[Natural language region descriptions]
=-=-=

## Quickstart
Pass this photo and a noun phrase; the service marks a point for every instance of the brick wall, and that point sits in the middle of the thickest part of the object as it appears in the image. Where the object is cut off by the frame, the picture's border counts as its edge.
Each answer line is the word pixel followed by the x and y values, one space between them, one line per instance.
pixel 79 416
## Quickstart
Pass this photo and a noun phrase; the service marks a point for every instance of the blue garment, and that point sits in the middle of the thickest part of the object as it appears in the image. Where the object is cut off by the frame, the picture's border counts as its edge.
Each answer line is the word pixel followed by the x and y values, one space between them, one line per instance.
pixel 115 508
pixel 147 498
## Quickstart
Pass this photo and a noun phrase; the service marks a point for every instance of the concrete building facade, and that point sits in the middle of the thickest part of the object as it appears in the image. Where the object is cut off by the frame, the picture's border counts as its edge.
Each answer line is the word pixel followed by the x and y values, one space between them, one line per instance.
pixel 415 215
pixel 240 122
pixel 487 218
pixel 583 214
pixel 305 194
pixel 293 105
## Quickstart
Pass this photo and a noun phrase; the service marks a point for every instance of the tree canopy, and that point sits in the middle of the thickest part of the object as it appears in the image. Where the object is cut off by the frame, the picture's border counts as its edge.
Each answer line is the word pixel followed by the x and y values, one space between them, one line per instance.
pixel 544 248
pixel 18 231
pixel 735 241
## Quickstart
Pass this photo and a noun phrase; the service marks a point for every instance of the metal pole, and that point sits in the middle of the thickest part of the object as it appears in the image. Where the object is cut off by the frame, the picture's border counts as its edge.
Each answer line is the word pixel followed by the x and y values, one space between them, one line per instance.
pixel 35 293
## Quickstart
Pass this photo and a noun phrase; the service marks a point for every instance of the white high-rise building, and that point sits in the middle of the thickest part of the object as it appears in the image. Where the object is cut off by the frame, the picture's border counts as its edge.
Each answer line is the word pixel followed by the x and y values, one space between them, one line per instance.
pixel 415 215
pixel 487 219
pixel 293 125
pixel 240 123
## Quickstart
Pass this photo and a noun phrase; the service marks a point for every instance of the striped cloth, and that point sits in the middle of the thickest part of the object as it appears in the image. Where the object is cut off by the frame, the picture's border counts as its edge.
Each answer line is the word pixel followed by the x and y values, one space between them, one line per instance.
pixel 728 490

=-=-=

AIM OF THE TASK –
Retype all of the data word for word.

RESULT FOR THIS EXERCISE –
## Quickstart
Pass this photo and a noun phrase; the service marks a point for every instance of the brick wall, and that point sits in the middle of the thickest part of the object as it appears in the image. Where the object is cut off by the frame, the picture's border counts as its edge.
Each answer line is the word pixel followed by the x and y values, one space between them, one line per instance.
pixel 79 416
## Quickstart
Pass this photo and a noun phrase; the service marks a point for every instance of the blue garment, and that point sits in the middle of the thickest part of the object as it appears in the image. Where the object is cut off by the frame, the picture's border counts as its edge.
Each answer line is the word pixel followed by the x and y values, one space between them, one line per instance.
pixel 115 508
pixel 147 498
## Quickstart
Pass this photo and a noun phrase; the service marks a point for every instance of the concrete building facade, and that point sits in the middle of the thickest part of the object as it appears in the image. Where the object is cut off by the frame, the picture's border counts as its edge.
Each answer line is the word pixel followed by the x and y values, one space between them, one line per instance.
pixel 415 215
pixel 240 122
pixel 487 218
pixel 583 214
pixel 305 194
pixel 293 105
## Quickstart
Pass this photo and a noun phrase; the service marks a point for every instance of the tree canopy, and that point sits in the middle of the thickest part of the object as it appears in the image. Where the object is cut off by the frame, the picture's border counts as its edge.
Each answer line is the word pixel followed by the x and y values, one space between them, one line per instance.
pixel 544 248
pixel 18 231
pixel 735 241
## Quickstart
Pass this photo and a noun phrase; the service marks a point for every instance of the metal pole, and that point sits in the middle of the thickest part of the object as it appears in the image. Where the object is cut off by the frame, the picture's border counts as its edge.
Each answer line is the word pixel followed by the x and y values, one space between them, one line per instance.
pixel 35 293
## Quickstart
Pass this photo and a noun phrase; the service marks a point for every instance of the white high-rise building, and that point sits in the middle of the thickest part of the object as it appears in the image. Where the object is cut off by the frame, the picture's border counts as its edge.
Each answer line is the word pixel followed by the x and y values, one space between them, one line per instance.
pixel 415 215
pixel 487 219
pixel 293 125
pixel 240 123
## Quickstart
Pass this photo and a noun phrase; the service marks a point for every instance of the striped cloth, and that point sits in the middle of the thickest part of the object as it appears in the image. Where the object is cut off by the frame, the picture's border counts as its edge.
Each answer line is the word pixel followed by the x and y values, one space between them, one line per instance.
pixel 728 490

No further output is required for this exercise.